TASKS TO PERFORM:
1. In the forum thread, what was WRTTASK_PER_GROUP_PER_THREAD_PER_TILE_GFS changed from and to for the HR4 run?
2. Convert the rows, from the line with "Could you point out the green lettering" up to and including the last line of the rows, into a Markdown table with the columns Number and Line. Leave out blank lines.

DOCUMENT PASSAGE:
******

I suggest you try running full coupled version with traditional threading if it's easy to reconfigure it.

@jiandewang
Copy link
Collaborator

some good news:
I tried HR4 tag, the only thing I changed is WRTTASK_PER_GROUP_PER_THREAD_PER_TILE_GFS from 20 to 10 and model is running Note my run is S2S. See log file at
/work/noaa/marine/Jiande.Wang/HERCULES/HR4/work/HR4-20191203/COMROOT/2019120300/HR4-20191203/logs/2019120300/gfsfcst_seg0.log

@jiandewang
Copy link
Collaborator

my 48hr run finished

@JessicaMeixner-NOAA
Copy link
Collaborator

@DusanJovic-NOAA I tried running without ESMF threading - but am struggling to get it set-up correctly and go through. @aerorahul is it expected that turning off esmf managed threading in the workflow should work?

I'm also trying on hercules to replicated @jiandewang's success but with S2SW.

@jiandewang
Copy link
Collaborator

I also lanched one S2SW but it's still in pending status

@JessicaMeixner-NOAA
Copy link
Collaborator

WRTTASK_PER_GROUP_PER_THREAD_PER_TILE_GFS=10 with S2S did not work on orion: /work2/noaa/marine/jmeixner/wavesforhr5/test01/C1152t03/COMROOT/C1152t03/logs/2019120300/gfs_fcst_seg0.log

@jiandewang
Copy link
Collaborator

mine is on hercules

@jiandewang
Copy link
Collaborator

@JessicaMeixner-NOAA my gut feeling is the issue is related to the memory/node, hercules has more than orion. Maybe you can try 5 on orion

@aerorahul
Copy link
Contributor

@DusanJovic-NOAA I tried running without ESMF threading - but am struggling to get it set-up correctly and go through. @aerorahul is it expected that turning off esmf managed threading in the workflow should work?

I'm also trying on hercules to replicated @jiandewang's success but with S2SW.

Traditional threading is not yet supported in the global-workflow as an option. We have the toggle for it, but it requires a different set of ufs_configure files and I think we are waiting for that kind of work to be in the ufs-weather-model repo.

@DusanJovic-NOAA
To run w/ traditional threading, what else did you update in the test case borrowed from @JessicaMeixner-NOAA?

******

(Point placement rows)
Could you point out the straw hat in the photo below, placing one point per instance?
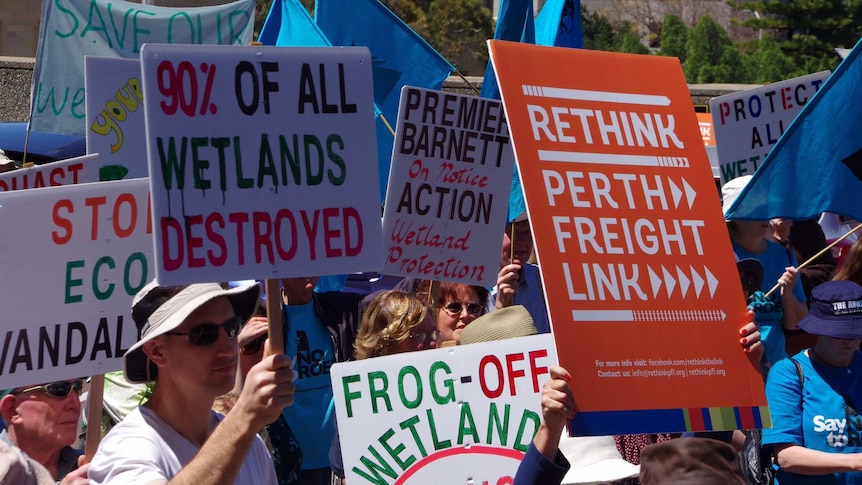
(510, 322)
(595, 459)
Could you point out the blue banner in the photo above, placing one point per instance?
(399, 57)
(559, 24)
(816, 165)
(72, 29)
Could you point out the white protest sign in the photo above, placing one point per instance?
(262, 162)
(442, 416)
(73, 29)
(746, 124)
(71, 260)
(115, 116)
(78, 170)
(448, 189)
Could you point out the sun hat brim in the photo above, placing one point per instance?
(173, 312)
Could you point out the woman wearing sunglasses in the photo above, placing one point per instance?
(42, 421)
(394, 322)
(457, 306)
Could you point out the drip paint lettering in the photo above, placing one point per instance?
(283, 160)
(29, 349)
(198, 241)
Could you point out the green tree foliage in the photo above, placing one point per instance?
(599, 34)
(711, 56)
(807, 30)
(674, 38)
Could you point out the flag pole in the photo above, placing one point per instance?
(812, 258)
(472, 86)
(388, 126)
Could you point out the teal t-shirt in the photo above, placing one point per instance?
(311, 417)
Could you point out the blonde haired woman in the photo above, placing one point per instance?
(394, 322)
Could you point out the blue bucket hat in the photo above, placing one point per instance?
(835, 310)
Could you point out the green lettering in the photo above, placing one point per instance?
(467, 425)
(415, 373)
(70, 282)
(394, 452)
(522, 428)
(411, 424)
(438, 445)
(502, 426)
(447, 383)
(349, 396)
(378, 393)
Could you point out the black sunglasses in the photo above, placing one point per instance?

******

PER-TASK OUTPUTS:
1. It was changed from 20 to 10.

2.
| Number | Line |
|---|---|
| 1 | Could you point out the green lettering in the photo above, placing one point per instance? |
| 2 | (467, 425) |
| 3 | (415, 373) |
| 4 | (70, 282) |
| 5 | (394, 452) |
| 6 | (522, 428) |
| 7 | (411, 424) |
| 8 | (438, 445) |
| 9 | (502, 426) |
| 10 | (447, 383) |
| 11 | (349, 396) |
| 12 | (378, 393) |
| 13 | Could you point out the black sunglasses in the photo above, placing one point per instance? |